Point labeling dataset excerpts
______________________________

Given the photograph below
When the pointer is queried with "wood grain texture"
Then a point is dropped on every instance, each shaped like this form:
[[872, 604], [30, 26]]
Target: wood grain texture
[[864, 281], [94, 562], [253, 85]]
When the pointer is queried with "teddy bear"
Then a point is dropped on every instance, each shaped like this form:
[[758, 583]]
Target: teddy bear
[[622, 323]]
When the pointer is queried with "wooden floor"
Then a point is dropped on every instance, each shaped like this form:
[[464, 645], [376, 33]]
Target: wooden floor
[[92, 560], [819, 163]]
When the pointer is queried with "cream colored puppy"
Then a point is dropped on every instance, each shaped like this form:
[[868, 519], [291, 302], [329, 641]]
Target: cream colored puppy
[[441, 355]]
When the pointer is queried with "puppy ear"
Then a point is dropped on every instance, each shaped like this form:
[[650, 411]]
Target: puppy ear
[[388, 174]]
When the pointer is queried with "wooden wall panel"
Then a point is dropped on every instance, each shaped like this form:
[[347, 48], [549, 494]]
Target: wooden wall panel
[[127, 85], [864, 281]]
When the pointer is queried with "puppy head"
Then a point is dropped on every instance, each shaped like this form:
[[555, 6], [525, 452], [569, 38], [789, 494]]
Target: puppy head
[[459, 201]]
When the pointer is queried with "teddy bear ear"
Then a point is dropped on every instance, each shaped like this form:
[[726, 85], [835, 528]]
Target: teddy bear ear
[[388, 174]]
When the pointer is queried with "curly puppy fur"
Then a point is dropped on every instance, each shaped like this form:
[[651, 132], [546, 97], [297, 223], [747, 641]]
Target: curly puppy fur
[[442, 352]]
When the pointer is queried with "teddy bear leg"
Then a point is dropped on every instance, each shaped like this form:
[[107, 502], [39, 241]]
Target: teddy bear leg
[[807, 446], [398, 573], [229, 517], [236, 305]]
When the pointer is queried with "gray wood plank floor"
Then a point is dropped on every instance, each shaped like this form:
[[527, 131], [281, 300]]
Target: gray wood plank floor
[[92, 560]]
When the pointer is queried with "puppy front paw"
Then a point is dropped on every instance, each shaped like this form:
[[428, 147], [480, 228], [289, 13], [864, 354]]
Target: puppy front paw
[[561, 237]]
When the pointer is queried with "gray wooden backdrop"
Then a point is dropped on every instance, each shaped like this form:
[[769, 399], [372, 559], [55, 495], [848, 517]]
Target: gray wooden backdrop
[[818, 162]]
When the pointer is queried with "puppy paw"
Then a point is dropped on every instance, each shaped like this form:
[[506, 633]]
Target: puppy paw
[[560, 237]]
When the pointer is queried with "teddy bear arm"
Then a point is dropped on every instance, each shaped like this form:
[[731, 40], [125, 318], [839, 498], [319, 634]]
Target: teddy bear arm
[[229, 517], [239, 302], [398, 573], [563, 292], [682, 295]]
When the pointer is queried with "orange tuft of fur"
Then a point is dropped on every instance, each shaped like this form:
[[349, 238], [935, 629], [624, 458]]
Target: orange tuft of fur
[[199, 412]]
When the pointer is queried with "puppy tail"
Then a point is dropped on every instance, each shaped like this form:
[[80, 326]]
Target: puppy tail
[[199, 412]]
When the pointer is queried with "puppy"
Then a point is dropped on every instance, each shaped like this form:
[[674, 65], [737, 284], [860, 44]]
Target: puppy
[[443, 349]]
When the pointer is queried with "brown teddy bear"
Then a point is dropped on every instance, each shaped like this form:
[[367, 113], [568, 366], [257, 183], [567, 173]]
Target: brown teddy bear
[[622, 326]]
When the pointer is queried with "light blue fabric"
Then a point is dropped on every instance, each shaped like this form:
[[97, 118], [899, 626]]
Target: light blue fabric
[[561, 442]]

______________________________

- Aim:
Please format the data above as a numbered list, leaving out any blank lines.

- Response to the exercise:
1. Given the photograph below
2. When the pointer is queried with "wood grain texture"
3. Then a point is dropped on every instance, each shaped like this form:
4. [[872, 604], [30, 26]]
5. Target: wood grain texture
6. [[864, 281], [94, 562], [253, 85]]
7. When the pointer is queried with "teddy bear"
8. Then a point is dropped on every instance, each shaped like this form:
9. [[758, 583]]
10. Target: teddy bear
11. [[622, 323]]
12. When the pointer is queried with "wooden floor"
13. Then a point is dropped on every instance, each shaped like this form:
14. [[464, 645], [376, 33]]
15. Target: wooden floor
16. [[92, 560], [819, 163]]
17. When the pointer is queried with "cream colored puppy"
18. Then a point is dropped on every instance, each shaped like this form:
19. [[868, 519], [291, 302], [329, 641]]
20. Target: cream colored puppy
21. [[441, 355]]
22. When the pointer is queried with "puppy ear"
23. Then a point is dropped on every instance, each shaped like this form:
24. [[650, 411]]
25. Target: puppy ear
26. [[388, 174]]
27. When the pointer is queried with "wooden wall panel"
28. Then a point is dropped on every instance, each shaped like this form:
29. [[347, 48], [549, 494]]
30. Target: wooden wall panel
31. [[127, 85], [864, 281]]
32. When the pointer is queried with "puppy head"
33. Then a point is dropped on every instance, each shaped like this form:
34. [[555, 6], [525, 452], [569, 38], [789, 494]]
35. Target: puppy head
36. [[459, 201]]
37. When the pointer is queried with "teddy bear ear"
38. Then a point is dropped on every instance, each shaped like this form:
39. [[726, 85], [835, 528]]
40. Target: teddy bear ear
41. [[388, 174]]
42. When the pointer is queried with "curly puppy fur"
43. Then a point is dropped on every instance, each shaped like this form:
44. [[651, 132], [546, 97], [297, 223], [747, 641]]
45. Target: curly puppy fur
46. [[442, 352]]
47. When the pointer is queried with "teddy bear leg"
48. Then a point is dropped on every instance, each shaped like this form:
49. [[107, 502], [39, 241]]
50. Target: teddy bear leg
51. [[807, 446], [398, 573], [229, 517], [236, 305]]
52. When the pointer is queried with "gray wood plank floor"
53. Then a point is dropped on every instance, each shaped like this form:
54. [[527, 131], [281, 300]]
55. Target: gray wood plank floor
56. [[92, 560]]
57. When the pointer is queried with "puppy front paw"
58. Then a point is dropped on every instance, each shaped like this form:
59. [[428, 147], [480, 228], [289, 13], [864, 354]]
60. Target: puppy front paw
61. [[561, 237]]
62. When the pointer is queried with "gray wooden backdrop"
63. Then a point is dropped on every instance, each shaped like this form:
64. [[769, 399], [372, 559], [55, 495], [848, 517]]
65. Target: gray wooden backdrop
66. [[818, 162]]
67. When the pointer is queried with "puppy paw"
68. Then a point is dropped on every instance, each shaped like this form:
69. [[506, 633]]
70. Target: puppy paw
71. [[560, 237]]
72. When the pointer is queried with "teddy bear arm"
73. Then a point is dropped on every instance, each shaped like this form:
74. [[731, 40], [125, 318], [839, 498], [319, 634]]
75. Target: teddy bear arm
76. [[229, 517], [239, 302], [398, 573], [563, 292], [682, 295]]
77. When the pointer is queried with "orange tuft of fur"
78. Then a point is dropped on every instance, each shaped like this form:
79. [[349, 238], [935, 629], [624, 458]]
80. Target: orange tuft of fur
81. [[199, 412]]
82. When the pointer is queried with "puppy tail"
83. Then a point is dropped on every instance, each shaped like this form:
84. [[80, 326]]
85. Target: puppy tail
86. [[199, 412]]
87. When the pointer is queried with "puppy"
88. Then a point is dropped on every instance, each shaped like this form:
89. [[674, 65], [737, 284], [860, 44]]
90. Target: puppy
91. [[443, 349]]
92. When the pointer is queried with "brown teddy bear"
93. Then a point is dropped on every instance, each shaped like this form:
94. [[367, 113], [568, 366], [257, 183], [567, 173]]
95. Target: brown teddy bear
96. [[622, 326]]
97. When the pointer is queried with "light blue fabric"
98. Then a point is dropped on every instance, each shaped like this form:
99. [[97, 118], [899, 626]]
100. Target: light blue fabric
101. [[561, 442]]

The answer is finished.